Metin bölümü →

Baharın son ayında olduğumuzu bize iyiden iyiye hissettiren Mayıs ayının bu günlerinde Pazar günü içinde olsa bir yerel gündemi köşemize taşımak istiyorduk. Ancak Zeki Alasya’nın hayatını kaybetmesinin ardından tanıdığım bildiğim insanların sosyal medya üzerinden yazdıklarını ilgi ile takip etmeye çalışıyordum. “Herkesin kendi görüşüdür” diyerek de o cümlelerden bilmediklerimi öğrenmeye ve o kelimelerin anlamlarını, bilmediklerimi de öğrenmeye çalışıyordum.
Ancak Sayın Cumhurbaşkanımızın bu ölüm olayının ardından yaptığı resmi açıklamada başsağlığı dileyerek ”Türk sinema ve tiyatrosunun saygı değer ismi, oyuncu ve yönetmen Alasya'nın vefatını derin bir teessürle öğrendim” dedikten sonra Alasya'nın sanatçı kişiliği ve canlandırdığı karakterlerle her yaştan vatandaşın sevgisini kazandığını, oyuncu ve yönetmen kimliğiyle sinema ve tiyatronun gelişmesinde önemli rol oynadığını belirterek "Aziz milletimizin gönlünde müstesna bir yer edinen merhum sanatçımız, her zaman sevgi ve saygıyla yad edilecektir. Kıymetli sanatçımız Zeki Alasya'ya rahmet niyaz ediyor, ailesine, sevenlerine ve sanat dünyamıza baş sağlığı diliyorum" ifadesini kullandı.
Sayın Cumhurbaşkanımızı uzaktan da olsa bildiğimiz kadarı ile kişilik olarak kimseye şirin görünmek gibi bir konumda değildir.
İnanmadığı bir şeyi ise asla söylemez. Söyletemezsiniz de.
İşte tam bu noktada Cumhurbaşkanımız bu sanatçıya rahmet niyaz ediyor, ama benim babalarından çok Cumhurbaşkanımız Sayın Recep Tayip Erdoğan’ın dediklerine inanan ve savunan bu dostlarım Alasya’ya kin kusup lanetliyorlar.

Belirtilen amaç 1 →
Kayıtlarda "Agent" dizesini içeren satır sayısını hesaplayın; büyük-küçük harf ayrımı gözetilir. Yanıt olarak yalnızca sayıyı verin.
Belirtilen amaç 2 →
Zeki Alasya'nın ölümü üzerine yazılmış yukarıdaki köşe yazısını, son cümlesinden sonra gelecek biçimde sürdürün.

[Bölge etiketleme kayıtları]
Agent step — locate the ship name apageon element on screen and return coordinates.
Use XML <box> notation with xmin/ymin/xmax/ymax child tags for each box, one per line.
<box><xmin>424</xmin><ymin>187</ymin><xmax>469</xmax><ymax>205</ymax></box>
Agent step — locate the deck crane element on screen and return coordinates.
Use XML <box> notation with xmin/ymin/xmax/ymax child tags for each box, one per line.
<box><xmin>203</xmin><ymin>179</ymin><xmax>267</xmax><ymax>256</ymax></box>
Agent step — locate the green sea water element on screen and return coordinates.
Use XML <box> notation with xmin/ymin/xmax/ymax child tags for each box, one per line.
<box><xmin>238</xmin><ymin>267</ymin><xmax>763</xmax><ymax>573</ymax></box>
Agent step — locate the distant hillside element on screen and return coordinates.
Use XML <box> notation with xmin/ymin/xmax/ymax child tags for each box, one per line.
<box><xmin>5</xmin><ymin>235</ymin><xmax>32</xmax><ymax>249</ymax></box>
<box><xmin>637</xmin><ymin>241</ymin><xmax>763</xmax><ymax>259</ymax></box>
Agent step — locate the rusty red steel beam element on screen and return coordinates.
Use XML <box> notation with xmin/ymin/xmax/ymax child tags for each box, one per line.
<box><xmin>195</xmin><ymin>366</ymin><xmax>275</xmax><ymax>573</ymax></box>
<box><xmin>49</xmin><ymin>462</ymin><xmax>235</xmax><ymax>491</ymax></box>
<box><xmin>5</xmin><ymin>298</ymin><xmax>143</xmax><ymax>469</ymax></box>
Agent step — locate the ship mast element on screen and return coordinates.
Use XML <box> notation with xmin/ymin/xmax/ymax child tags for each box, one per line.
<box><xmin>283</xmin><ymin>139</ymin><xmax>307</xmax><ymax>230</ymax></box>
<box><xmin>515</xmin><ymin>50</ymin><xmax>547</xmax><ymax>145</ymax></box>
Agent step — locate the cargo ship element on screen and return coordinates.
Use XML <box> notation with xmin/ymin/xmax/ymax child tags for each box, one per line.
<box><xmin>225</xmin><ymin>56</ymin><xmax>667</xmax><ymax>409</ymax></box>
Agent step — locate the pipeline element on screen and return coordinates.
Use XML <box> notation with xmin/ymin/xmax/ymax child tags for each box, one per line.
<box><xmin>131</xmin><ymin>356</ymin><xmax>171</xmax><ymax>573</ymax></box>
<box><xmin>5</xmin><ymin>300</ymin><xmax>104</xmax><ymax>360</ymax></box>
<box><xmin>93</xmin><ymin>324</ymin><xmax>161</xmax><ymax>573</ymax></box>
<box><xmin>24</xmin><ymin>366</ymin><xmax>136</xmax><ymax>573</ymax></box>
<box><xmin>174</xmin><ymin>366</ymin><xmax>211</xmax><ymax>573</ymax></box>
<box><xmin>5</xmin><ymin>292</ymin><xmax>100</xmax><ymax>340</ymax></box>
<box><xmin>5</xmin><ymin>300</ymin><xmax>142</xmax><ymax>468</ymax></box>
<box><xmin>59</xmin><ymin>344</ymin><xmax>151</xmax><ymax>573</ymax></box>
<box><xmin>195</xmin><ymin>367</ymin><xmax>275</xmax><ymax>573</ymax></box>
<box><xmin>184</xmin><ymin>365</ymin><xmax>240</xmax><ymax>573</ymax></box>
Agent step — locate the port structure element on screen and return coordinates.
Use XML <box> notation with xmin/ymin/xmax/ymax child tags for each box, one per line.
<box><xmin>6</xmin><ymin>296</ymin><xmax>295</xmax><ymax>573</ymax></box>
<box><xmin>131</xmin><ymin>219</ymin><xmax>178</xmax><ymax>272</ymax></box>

Doğru yanıt 1 →
9

Doğru yanıt 2 →
Bu yüzden ben bugün iki değerli dostumun yazdıklarını ve sevdiklerini sizlerle paylaşmak istiyorum
MEHMET ALİ KUNTOĞLU’NDAN GÖNENLİ MEHMET EFENDİ
Gönenli Mehmet Efendi, Sultan Ahmet Camii’ne tayin edilince çevreyi incelemiş. Fakir ve düşkün kimseleri bulup ilgilenmek istemiş. O civarda oturan âmâ (kör) bir kimseyi tespit edip ziyaretine gitmiş. Selâmdan sonra:–Efendim ben Sultan Ahmet Camii’ne imam geldim. Hem sizi ziyaret etmek hem de üzerime düşen bir görev varsa onu ifa etmek isterim, demiş.
Âmâ adam:–Allah razı olsun, hoş geldiniz, demiş. Hoca efendi: “Maaşınız falan var mı?” diye sormuş.
“Hayır, yok” cevabını vermiş adam.
Hoca efendi “Peki, başka yerden geliriniz falan?” demiş.
Âmâ adam “Hayır, herhangi bir gelirim yok” demiş.
“Peki, neyle geçiniyorsunuz”, diye sorunca; âmâ öfkelenmiş “Bundan size ne efendi? Bir de imamsınız, rızık haa! Rızık kimden hoca? Gidebilirsiniz”!… diye konuşmuş.
Hoca efendi çıkmak zorunda kalmış. Lâkin o gece gözüne uyku girmemiş. Ertesi gün sabah yine gitmiş ve kapıyı çalmış. Âmâ adam içeriden “Kimsin?” diye seslenmiş. Hoca efendi “Dün kovduğun yüzsüz imam” cevabını vermiş. Âmâ adam kapıyı açmış “Gene neye geldin?” diye söylenmiş.
Hoca efendi “Hiç efendim, ziyaretinize geldim. Beni bin defa kovsanız da yine geleceğim. Yine geleceğim” demiş. Âmâ adam “Adın ne senin, ne derler sana?” demiş. Hoca efendi “Adım Mehmet Öğütçü, efendim. Gönenli Hoca diye tanırlar beni” diye karşılık vermiş. Âmâ adam bunu duyunca “Buyur gir içeri, konuşalım”, diyerek içeriye buyur etmiş. Hoca efendi içeri girince âmâ adam “Kusura bakma hoca, dün kalbini kırdım. Hakkını helâl et”, demiş. Hoca efendi “Estağfurullah efendim. Sizi dinliyorum” demiş. Âmâ adam şöyle anlatmış: “Benim sırrım şu hoca. Ben her gün kuşluk namazını kıldıktan sonra, “Ya Rabbi! Kuşluk senindir, güzellik senindir, nimet ve her şey senindir. Eğer rızkım gökte ise, yere indir. Yerde ise, çıkar. Uzakta ise, yaklaştır. Haram ise, helâl et. Dar ise, genişlet ve elime ilet.” diye dua ederim. Sonra ellerimi yüzüme sürer sürmez, biri gelir sağ dizime vurur. “Aç elini!” der. O günkü ihtiyacımı verir gider. Bu her gün böyle devam eder. Hoca efendi onu hayretle dinlerken âmâ adam sözlerine devam etmiş:
“Aynı zat bugün de geldi ve sağ dizime vurarak benim kısmetimi verdikten sonra, sol dizime vurarak, “Bunu da Gönenli Mehmet Efendi’ye ver.” dedi. Al kısmetini !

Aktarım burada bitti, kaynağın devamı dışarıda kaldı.